City Leaders Focus Too Much on Downtown

Everyone in Sacramento knows that K-Street and the Downtown Mall have been blighted and in need of revitalization for several decades.  I think we all agree that something should be done to help bring the centrer of our city back into positive repute.

However, the immense focus on building an Entertainment Sports Complex (ESC) has come at the detriment of the rest of the city.  The city will spend at least $250 million in taxpayer dollars on this project.  We can (and have) debate extensively whether this expenditure of public funds is in the best interest of the city, but let's set that conversation aside for a moment.



Do you live along Franklin Blvd. or Florin Road?  How much do you think the city could revitalize your community, bring business investment, and create high-wage jobs with an investment of $250 million into your neighborhood? How about your community schools ... are they in good repair?  The state might owe schools money, but that doesn't mean our communities should have to wait for Darrell Steinberg and Roger Dickinson to pony up.


How about those of you who live in Del Paso Heights?  How much community service, gang intervention, improved transportation and employment assistance could the city provide you with $250 million?  What if local entrepreneurs were given economic incentives to open and renovate small businesses that would employ young community members?

And even the less impoverished neighborhoods of Sacramento have been left in the dust.  Consider the rising crime and business failures in South Natomas and North Natomas.


Parks for the local community have gone untended and without repairs or improvements.  Community leaders renovated one park in the region and congratulated themselves extensively for this minor accomplishment.  Storefronts continue to sit empty, despite announcements that Sacramento's economy is recovering.  And now that redistricting has occurred, this part of the city is "divided and conquered" between the downtown interest (Councilmember Steve Hansen) and the East Sacramento elite (Councilmember Steve Cohn).

• • • • • • •

### Your goal
Could you write the next part of the opinion piece on Sacramento's spending on downtown, starting right after its final sentence?

• • • • • • •

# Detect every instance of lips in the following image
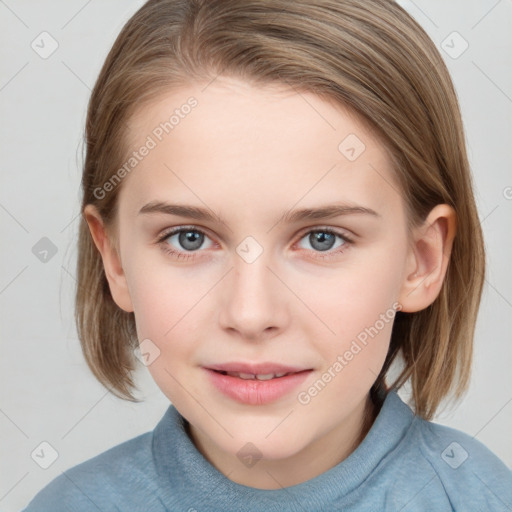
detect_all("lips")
[204,363,312,405]
[206,362,311,376]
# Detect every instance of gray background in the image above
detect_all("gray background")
[0,0,512,511]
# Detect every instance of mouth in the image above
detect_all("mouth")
[203,363,313,405]
[213,370,300,380]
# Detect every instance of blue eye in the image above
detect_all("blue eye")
[157,226,352,260]
[159,227,212,259]
[294,228,351,252]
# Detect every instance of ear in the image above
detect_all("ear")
[84,204,133,313]
[399,204,457,313]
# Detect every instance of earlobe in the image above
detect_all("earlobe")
[399,204,457,313]
[83,204,133,313]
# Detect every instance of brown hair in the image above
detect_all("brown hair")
[75,0,484,419]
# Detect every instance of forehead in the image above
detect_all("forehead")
[121,78,400,220]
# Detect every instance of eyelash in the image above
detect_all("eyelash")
[156,226,353,260]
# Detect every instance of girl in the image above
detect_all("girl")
[26,0,512,512]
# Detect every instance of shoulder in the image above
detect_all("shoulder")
[413,418,512,511]
[23,432,164,512]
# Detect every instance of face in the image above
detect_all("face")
[94,78,418,486]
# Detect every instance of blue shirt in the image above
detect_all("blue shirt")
[25,391,512,512]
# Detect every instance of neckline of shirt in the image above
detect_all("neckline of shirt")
[153,390,414,511]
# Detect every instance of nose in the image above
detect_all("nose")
[219,252,290,341]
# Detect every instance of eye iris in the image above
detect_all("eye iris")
[309,231,336,251]
[179,231,204,251]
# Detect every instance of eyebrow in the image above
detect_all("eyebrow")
[138,201,380,224]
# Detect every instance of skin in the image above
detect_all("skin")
[84,77,456,489]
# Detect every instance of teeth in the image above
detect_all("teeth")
[256,373,274,380]
[223,372,287,380]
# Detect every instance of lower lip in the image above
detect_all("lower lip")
[205,368,312,405]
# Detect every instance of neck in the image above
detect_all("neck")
[186,395,378,489]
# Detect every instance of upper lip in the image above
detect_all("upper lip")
[205,362,311,375]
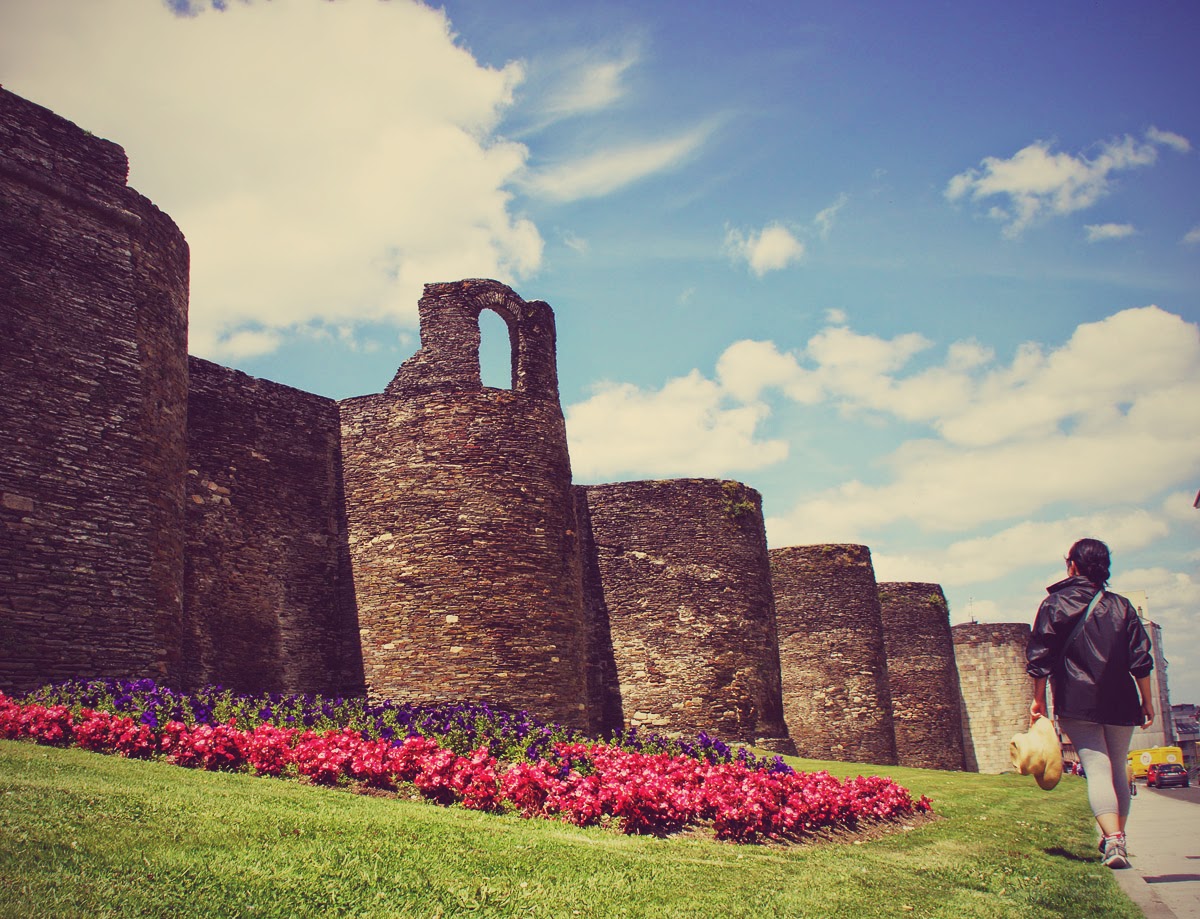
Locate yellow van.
[1129,746,1183,779]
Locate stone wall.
[880,582,965,770]
[770,545,896,764]
[950,623,1033,774]
[181,358,362,695]
[0,89,188,690]
[341,281,588,727]
[578,479,791,751]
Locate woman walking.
[1025,539,1154,867]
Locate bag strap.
[1058,588,1104,660]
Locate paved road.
[1114,785,1200,919]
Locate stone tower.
[577,479,792,752]
[880,582,965,770]
[950,623,1033,774]
[770,545,896,765]
[0,90,188,690]
[340,281,588,727]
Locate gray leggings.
[1058,717,1133,817]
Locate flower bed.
[0,680,930,842]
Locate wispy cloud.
[566,306,1200,547]
[946,128,1190,238]
[725,223,804,277]
[565,371,787,482]
[812,193,850,239]
[1084,223,1136,242]
[524,126,712,203]
[538,47,640,122]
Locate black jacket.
[1025,576,1154,726]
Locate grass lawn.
[0,740,1141,919]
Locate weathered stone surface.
[181,358,362,695]
[950,623,1033,774]
[0,90,188,689]
[341,281,588,727]
[880,582,965,770]
[770,545,896,764]
[577,479,790,750]
[0,89,1003,763]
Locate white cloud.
[565,371,787,482]
[812,194,850,239]
[1146,127,1192,154]
[539,47,640,124]
[524,126,712,202]
[946,128,1190,238]
[725,223,804,277]
[568,307,1200,532]
[768,307,1200,545]
[0,0,542,358]
[1084,223,1136,242]
[872,509,1170,587]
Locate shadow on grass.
[1042,846,1094,861]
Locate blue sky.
[0,0,1200,702]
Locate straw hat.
[1008,717,1062,792]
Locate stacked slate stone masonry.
[0,89,1036,768]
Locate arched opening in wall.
[479,310,516,389]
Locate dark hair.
[1067,539,1111,587]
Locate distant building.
[1171,702,1200,775]
[1124,590,1175,750]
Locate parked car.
[1146,763,1188,788]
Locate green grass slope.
[0,741,1140,919]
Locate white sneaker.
[1104,833,1129,867]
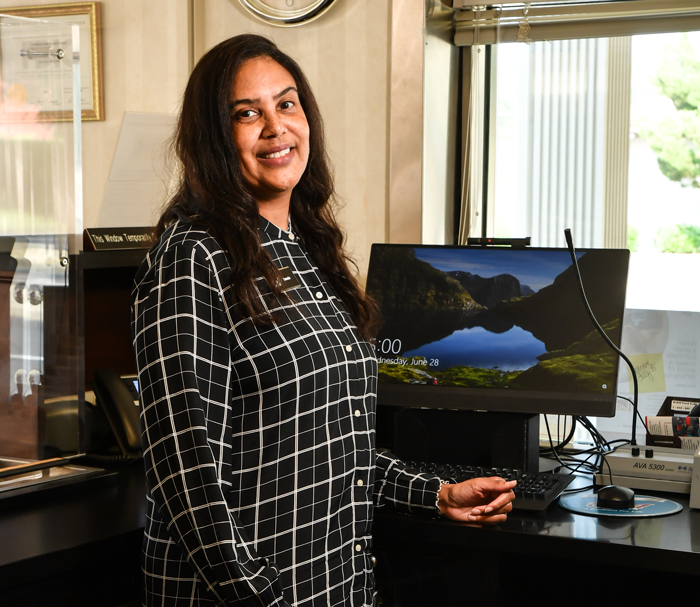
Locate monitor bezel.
[369,243,630,417]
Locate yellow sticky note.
[627,353,666,392]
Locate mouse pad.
[559,491,683,518]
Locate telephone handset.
[92,369,143,458]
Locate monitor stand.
[386,407,540,472]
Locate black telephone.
[87,369,143,459]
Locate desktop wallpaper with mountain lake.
[367,245,628,393]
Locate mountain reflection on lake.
[402,327,546,371]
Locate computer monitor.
[367,244,629,417]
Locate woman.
[133,35,513,607]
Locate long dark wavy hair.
[156,34,377,339]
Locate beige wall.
[0,0,391,273]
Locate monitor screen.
[367,244,629,417]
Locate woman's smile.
[230,57,309,211]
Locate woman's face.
[230,57,309,209]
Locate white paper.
[97,112,176,228]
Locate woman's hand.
[438,476,516,525]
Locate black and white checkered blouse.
[132,218,440,607]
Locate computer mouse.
[598,485,634,510]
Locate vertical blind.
[453,0,700,46]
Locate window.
[455,0,700,444]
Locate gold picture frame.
[0,2,105,122]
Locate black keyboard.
[407,462,574,510]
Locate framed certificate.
[0,2,105,122]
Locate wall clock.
[239,0,336,27]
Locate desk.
[374,492,700,607]
[0,462,145,607]
[0,463,700,607]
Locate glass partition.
[0,15,84,470]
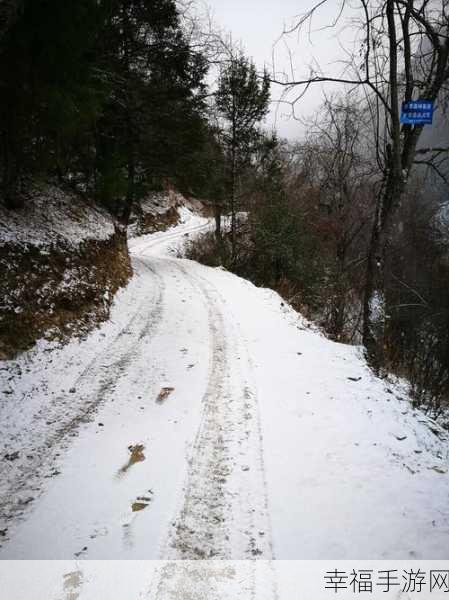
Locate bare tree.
[272,0,449,366]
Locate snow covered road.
[0,210,449,556]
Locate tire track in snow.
[0,257,165,528]
[145,560,279,600]
[163,261,273,560]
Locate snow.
[4,560,448,600]
[0,208,449,564]
[0,186,115,247]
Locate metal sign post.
[401,100,434,125]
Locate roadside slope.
[0,212,449,556]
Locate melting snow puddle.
[117,444,145,477]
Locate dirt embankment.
[0,187,132,358]
[129,190,211,237]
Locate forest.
[0,0,449,418]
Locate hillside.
[0,214,449,559]
[0,185,132,357]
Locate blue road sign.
[401,100,434,125]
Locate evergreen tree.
[216,52,270,258]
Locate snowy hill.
[0,215,449,564]
[0,185,131,357]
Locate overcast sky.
[203,0,351,139]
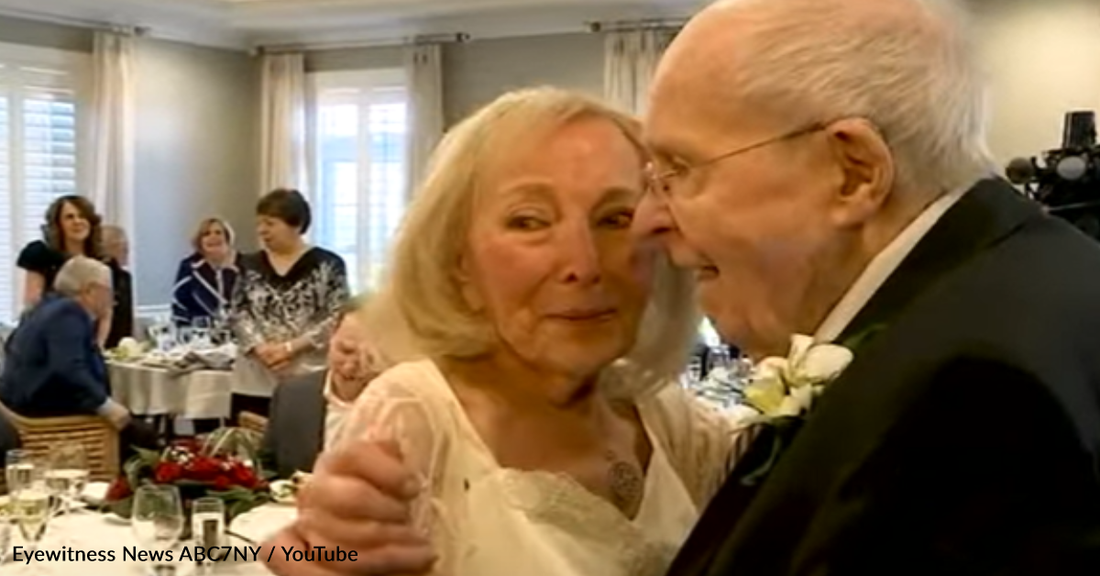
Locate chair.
[0,403,119,481]
[237,412,267,437]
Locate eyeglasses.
[647,122,828,197]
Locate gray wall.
[443,34,604,124]
[306,34,604,124]
[132,40,260,304]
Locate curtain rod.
[0,8,152,36]
[585,18,688,33]
[252,32,470,56]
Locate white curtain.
[260,53,309,197]
[405,44,443,198]
[89,32,134,235]
[604,30,670,114]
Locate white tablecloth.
[0,505,294,576]
[110,362,234,419]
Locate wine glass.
[45,444,89,514]
[130,485,184,573]
[9,466,54,555]
[4,450,34,494]
[191,496,226,562]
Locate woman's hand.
[263,441,436,576]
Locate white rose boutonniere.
[745,334,854,418]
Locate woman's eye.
[507,215,546,230]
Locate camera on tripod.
[1005,111,1100,240]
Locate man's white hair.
[54,256,111,297]
[725,0,996,192]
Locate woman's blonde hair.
[382,88,699,394]
[191,217,234,254]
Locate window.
[0,44,89,322]
[311,68,408,291]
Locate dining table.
[0,503,296,576]
[108,361,234,420]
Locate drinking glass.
[45,444,88,514]
[9,466,54,554]
[191,497,226,561]
[130,485,184,573]
[4,450,34,494]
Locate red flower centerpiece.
[106,428,271,538]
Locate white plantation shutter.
[311,69,408,291]
[0,44,87,322]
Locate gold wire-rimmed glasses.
[646,122,828,198]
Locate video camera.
[1004,111,1100,241]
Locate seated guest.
[102,225,134,350]
[263,300,381,478]
[172,218,238,326]
[0,256,155,446]
[230,190,348,421]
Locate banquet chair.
[237,412,267,437]
[0,403,119,481]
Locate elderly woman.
[172,218,240,326]
[272,89,736,576]
[15,195,112,347]
[231,190,349,421]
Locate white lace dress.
[342,361,737,576]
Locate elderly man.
[264,299,378,478]
[636,0,1100,576]
[0,256,156,455]
[257,0,1100,576]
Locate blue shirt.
[0,293,111,418]
[172,254,240,326]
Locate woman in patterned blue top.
[231,190,349,420]
[172,218,240,326]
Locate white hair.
[726,0,996,192]
[54,256,111,297]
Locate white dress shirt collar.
[814,187,969,342]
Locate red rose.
[187,456,220,481]
[229,463,259,488]
[153,462,184,484]
[107,476,133,502]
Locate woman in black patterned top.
[230,190,349,421]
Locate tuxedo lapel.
[669,180,1043,576]
[838,179,1042,342]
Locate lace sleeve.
[653,385,748,508]
[334,366,457,576]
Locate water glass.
[131,485,184,558]
[9,479,54,554]
[191,497,226,562]
[44,444,89,513]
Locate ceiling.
[0,0,704,48]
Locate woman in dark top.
[102,225,134,348]
[231,190,349,420]
[172,218,240,326]
[15,196,111,346]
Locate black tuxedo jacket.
[670,179,1100,576]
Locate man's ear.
[825,118,897,225]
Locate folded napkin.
[229,505,298,543]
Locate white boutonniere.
[745,334,854,418]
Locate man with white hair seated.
[0,256,157,445]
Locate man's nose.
[631,192,677,241]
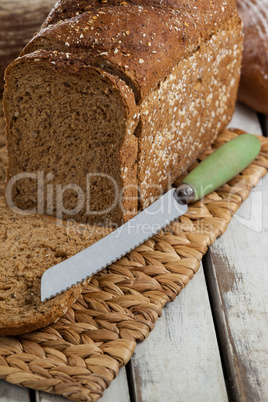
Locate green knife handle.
[175,134,261,204]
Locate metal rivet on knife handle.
[174,134,261,204]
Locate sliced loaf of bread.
[4,0,242,225]
[0,198,110,335]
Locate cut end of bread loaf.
[0,200,111,335]
[4,0,242,227]
[4,51,138,226]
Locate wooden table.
[0,105,268,402]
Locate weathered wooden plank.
[0,380,30,402]
[37,367,130,402]
[131,267,227,402]
[205,108,268,402]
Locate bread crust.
[21,0,238,104]
[0,197,111,336]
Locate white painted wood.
[131,267,227,402]
[36,367,130,402]
[228,103,262,135]
[207,109,268,402]
[99,367,130,402]
[0,380,30,402]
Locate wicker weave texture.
[0,130,268,401]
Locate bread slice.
[4,0,242,226]
[0,198,111,335]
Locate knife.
[41,134,261,301]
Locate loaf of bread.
[237,0,268,114]
[0,0,55,93]
[4,0,242,226]
[0,198,110,335]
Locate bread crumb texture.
[4,0,242,225]
[0,199,110,335]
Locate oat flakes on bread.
[4,0,242,224]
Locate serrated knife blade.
[41,134,261,301]
[41,189,188,301]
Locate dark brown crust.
[22,0,237,103]
[0,0,55,93]
[238,0,268,114]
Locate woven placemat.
[0,130,268,401]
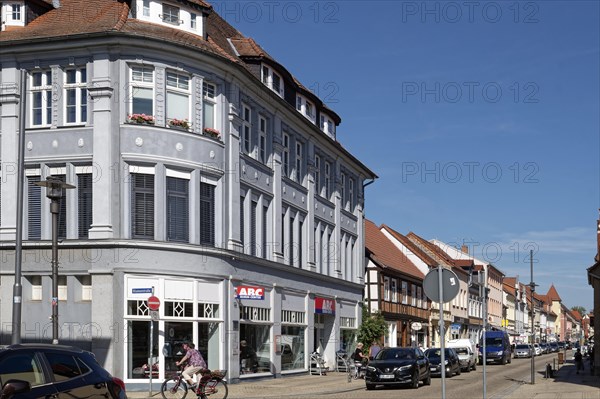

• • • • • • •

### Final answer
And then there's North Natomas - a relatively new community in Sacramento, but with great strategic and growth opportunities.  North Natomas will be the biggest loser when the ESC is completed, with all entertainment benefits moving from Arco Arena (Sleep Train), and no substantive plans for developing an economic engine to replace it.


All throughout the community, office buildings like this one stand empty.  No businesses are being courted to fill these spaces, and no strategic plan is in development to bring a significant economic engine to this prime land, located between the International Airport, City and State Government Buildings, and along three of the main economic corridors on the west coast.

It bears mentioning that Mayor Pro Tem Angelique Ashby is begging Kaiser Permanente to put a facility at the Arco Arena site.  More on this plan in another post.


So, what's a city to do?  There's little use in complaining that the rest of Sacramento is being left behind if we don't offer solutions.  But ... of course ... solutions cost money.  And now that Sacramento leaders have mortgaged the near future (to the tune of $250,000,000), money would seem to be a problem.

Government investments in infrastructure always have the highest return on the investment.  Whether this infrastructure is roads, transit, schools, high-speed internet, electricity and water improvements, sewer, libraries, or any other such community need.  I think we could say that at least the Sacramento City Council got something right when deciding to use the money to build something, instead of pour it down the drain into "re-branding" Sacramento without providing any new incentive to live, work, or play here.



Beyond investments to maintain and improve Sacramento infrastructure, investment in business of all kinds is imperative to building a world-class economy.  A very quick Google search shows that the cities of Philadelphia, PA; Dallas, Tx; Baltimore, MD; Lousiville, KY; New York City, NY; San Jose, CA; and San Francisco, CA all have local tax incentives to attract business investment.  Sacramento, however, does not, relying exclusively on whatever state and federal opportunities might be available.  Opportunities that could be had anywhere else but here.



It's clear that city leaders need to shake off the starstruck veils pulled over their eyes by the NBA, and get back to tending to the whole city.  The ESC will move forward according to a schedule established by legal, environmental and other barriers.  We need the Mayor and City Council to make the rest of us a priority too.


I'll close this out with a little reading material.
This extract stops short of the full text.